SELECTED TEXT:
A few things worth pointing out:

• version: 3 is the current schema (introduced with ansible-builder 3.x). v1 is gone, v2 still works but lacks the per-step granularity v3 gives you. New EEs should always be v3.
• base_image. CentOS Stream 9 here because it tracks the same RHEL minor that my hosts run, which keeps the system-package versions inside the EE close to what’s actually deployed. Red Hat’s registry.redhat.io/ansible-automation-platform-25/ee-minimal-rhel9 is the supported equivalent if you have a subscription; the Ansible community publishes quay.io/ansible/community-ee-minimal and community-ee-base as smaller starting points if you want a curated base. All three work. I use the CentOS Stream image because the Stream-better-than-old-CentOS reasoning applies here too: a stable RHEL-equivalent base without a subscription requirement.
• ansible_core pinned to a minor range. >=2.17,<2.18 means I get patch updates within the line but not surprise behaviour changes from a major bump. Pin tighter (==2.17.4) if you have AAP version constraints to match.
• additional_build_steps is the escape hatch. Anything you’d put into a Containerfile (LABEL, RUN, ENV) goes here, scoped by stage (prepend_base, append_base, prepend_galaxy, append_galaxy, prepend_final, append_final). The v3 schema’s stage granularity is the main reason to be on it.

requirements.yml

---
collections:
  - name: containers.podman
    version: ">=1.16.0,<2.0.0"
  - name: community.general
    version: ">=10.0.0"
  - name: ansible.posix
    version: ">=1.6.0"
  - name: community.crypto
    version: ">=2.20.0"

Standard Galaxy requirements. Pinning the major helps; pinning the patch is overkill unless you’re chasing a specific bug.

[Records from a collection]

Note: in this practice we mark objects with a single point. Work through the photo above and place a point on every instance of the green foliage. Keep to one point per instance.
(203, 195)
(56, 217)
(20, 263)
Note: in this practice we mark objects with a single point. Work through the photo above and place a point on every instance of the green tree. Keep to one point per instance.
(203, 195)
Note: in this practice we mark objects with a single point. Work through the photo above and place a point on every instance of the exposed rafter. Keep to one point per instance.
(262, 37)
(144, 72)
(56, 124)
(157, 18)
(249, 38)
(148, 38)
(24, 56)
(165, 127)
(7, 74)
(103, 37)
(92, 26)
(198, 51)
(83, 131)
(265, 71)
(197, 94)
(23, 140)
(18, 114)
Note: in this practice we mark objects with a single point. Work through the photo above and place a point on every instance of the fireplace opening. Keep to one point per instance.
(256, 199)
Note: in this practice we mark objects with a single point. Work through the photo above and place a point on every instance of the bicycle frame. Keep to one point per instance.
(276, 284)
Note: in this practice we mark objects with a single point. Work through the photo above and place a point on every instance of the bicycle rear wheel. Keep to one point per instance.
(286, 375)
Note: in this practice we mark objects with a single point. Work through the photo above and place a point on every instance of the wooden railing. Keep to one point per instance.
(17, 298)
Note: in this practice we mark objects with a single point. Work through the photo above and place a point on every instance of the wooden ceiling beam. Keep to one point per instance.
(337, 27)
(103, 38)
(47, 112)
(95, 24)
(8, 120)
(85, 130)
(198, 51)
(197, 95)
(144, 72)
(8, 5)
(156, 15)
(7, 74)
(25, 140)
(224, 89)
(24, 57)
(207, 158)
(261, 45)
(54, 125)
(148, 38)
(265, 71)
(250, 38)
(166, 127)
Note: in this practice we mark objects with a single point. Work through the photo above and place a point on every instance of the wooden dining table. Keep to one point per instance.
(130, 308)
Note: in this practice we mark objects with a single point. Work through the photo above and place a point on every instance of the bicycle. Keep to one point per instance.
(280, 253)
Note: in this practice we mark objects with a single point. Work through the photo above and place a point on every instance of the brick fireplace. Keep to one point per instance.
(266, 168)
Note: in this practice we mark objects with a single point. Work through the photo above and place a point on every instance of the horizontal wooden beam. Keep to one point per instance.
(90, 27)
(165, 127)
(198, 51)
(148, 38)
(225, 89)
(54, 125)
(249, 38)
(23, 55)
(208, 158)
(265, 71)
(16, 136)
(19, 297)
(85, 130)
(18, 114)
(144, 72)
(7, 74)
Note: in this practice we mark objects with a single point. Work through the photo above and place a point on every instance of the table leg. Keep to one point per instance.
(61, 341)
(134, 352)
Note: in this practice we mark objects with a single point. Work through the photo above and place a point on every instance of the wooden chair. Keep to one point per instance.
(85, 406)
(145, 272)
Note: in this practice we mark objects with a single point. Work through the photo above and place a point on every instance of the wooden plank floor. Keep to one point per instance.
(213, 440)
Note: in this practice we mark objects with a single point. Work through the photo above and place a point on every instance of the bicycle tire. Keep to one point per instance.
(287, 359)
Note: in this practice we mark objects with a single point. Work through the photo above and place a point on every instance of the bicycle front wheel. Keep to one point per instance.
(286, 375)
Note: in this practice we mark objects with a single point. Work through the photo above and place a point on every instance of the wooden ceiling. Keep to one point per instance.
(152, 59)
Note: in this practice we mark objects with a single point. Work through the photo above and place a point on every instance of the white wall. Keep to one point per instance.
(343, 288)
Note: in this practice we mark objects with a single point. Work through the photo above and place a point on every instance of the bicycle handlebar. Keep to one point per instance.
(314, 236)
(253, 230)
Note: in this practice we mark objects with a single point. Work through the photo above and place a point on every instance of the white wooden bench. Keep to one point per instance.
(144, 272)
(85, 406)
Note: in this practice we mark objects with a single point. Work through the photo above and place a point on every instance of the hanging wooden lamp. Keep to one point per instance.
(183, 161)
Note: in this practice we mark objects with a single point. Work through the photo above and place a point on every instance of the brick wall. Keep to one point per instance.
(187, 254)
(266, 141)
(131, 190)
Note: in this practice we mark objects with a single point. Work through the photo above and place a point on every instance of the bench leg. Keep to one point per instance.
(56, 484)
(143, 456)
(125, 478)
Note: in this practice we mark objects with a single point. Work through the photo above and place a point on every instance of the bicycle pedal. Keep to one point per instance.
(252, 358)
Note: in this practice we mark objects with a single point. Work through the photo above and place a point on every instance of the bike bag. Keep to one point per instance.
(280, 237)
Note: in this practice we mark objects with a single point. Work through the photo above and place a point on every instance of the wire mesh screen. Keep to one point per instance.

EXERCISE PROMPT:
Copy out the full ansible-builder notes above, word for word, from the first line through the last.

WRITTEN REPLY:
A few things worth pointing out:

• version: 3 is the current schema (introduced with ansible-builder 3.x). v1 is gone, v2 still works but lacks the per-step granularity v3 gives you. New EEs should always be v3.
• base_image. CentOS Stream 9 here because it tracks the same RHEL minor that my hosts run, which keeps the system-package versions inside the EE close to what’s actually deployed. Red Hat’s registry.redhat.io/ansible-automation-platform-25/ee-minimal-rhel9 is the supported equivalent if you have a subscription; the Ansible community publishes quay.io/ansible/community-ee-minimal and community-ee-base as smaller starting points if you want a curated base. All three work. I use the CentOS Stream image because the Stream-better-than-old-CentOS reasoning applies here too: a stable RHEL-equivalent base without a subscription requirement.
• ansible_core pinned to a minor range. >=2.17,<2.18 means I get patch updates within the line but not surprise behaviour changes from a major bump. Pin tighter (==2.17.4) if you have AAP version constraints to match.
• additional_build_steps is the escape hatch. Anything you’d put into a Containerfile (LABEL, RUN, ENV) goes here, scoped by stage (prepend_base, append_base, prepend_galaxy, append_galaxy, prepend_final, append_final). The v3 schema’s stage granularity is the main reason to be on it.

requirements.yml

---
collections:
  - name: containers.podman
    version: ">=1.16.0,<2.0.0"
  - name: community.general
    version: ">=10.0.0"
  - name: ansible.posix
    version: ">=1.6.0"
  - name: community.crypto
    version: ">=2.20.0"

Standard Galaxy requirements. Pinning the major helps; pinning the patch is overkill unless you’re chasing a specific bug.